Task directions: Rewrite the records below as one numbered list, with each line as its own item and no blank lines.

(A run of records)
━━━━
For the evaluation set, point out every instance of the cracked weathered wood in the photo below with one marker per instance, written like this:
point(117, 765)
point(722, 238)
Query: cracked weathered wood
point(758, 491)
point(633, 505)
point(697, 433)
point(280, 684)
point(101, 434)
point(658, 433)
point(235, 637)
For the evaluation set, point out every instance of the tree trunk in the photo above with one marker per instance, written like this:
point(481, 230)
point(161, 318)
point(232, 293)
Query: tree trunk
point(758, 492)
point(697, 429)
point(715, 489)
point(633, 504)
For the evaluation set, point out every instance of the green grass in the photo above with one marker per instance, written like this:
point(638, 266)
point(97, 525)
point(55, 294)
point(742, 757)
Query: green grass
━━━━
Exercise output:
1. For the evaluation set, point out every instance of the cracked weathered wood in the photo below with one marker per instance, written like this:
2. point(117, 765)
3. point(722, 238)
4. Query: cracked weathered wood
5. point(758, 491)
6. point(633, 505)
7. point(697, 433)
8. point(280, 684)
9. point(101, 434)
10. point(658, 433)
11. point(235, 637)
12. For the evaluation set, point out every instance of the tree trunk in the photo above with one marker per instance, written like this:
13. point(481, 230)
14. point(161, 318)
15. point(232, 293)
16. Query: tree trunk
17. point(758, 492)
18. point(697, 429)
19. point(715, 489)
20. point(633, 504)
21. For the evaluation set, point out every instance of the green grass in the photo above with one marker per instance, written like this:
22. point(638, 266)
23. point(97, 525)
24. point(55, 294)
25. point(742, 757)
26. Query: green grass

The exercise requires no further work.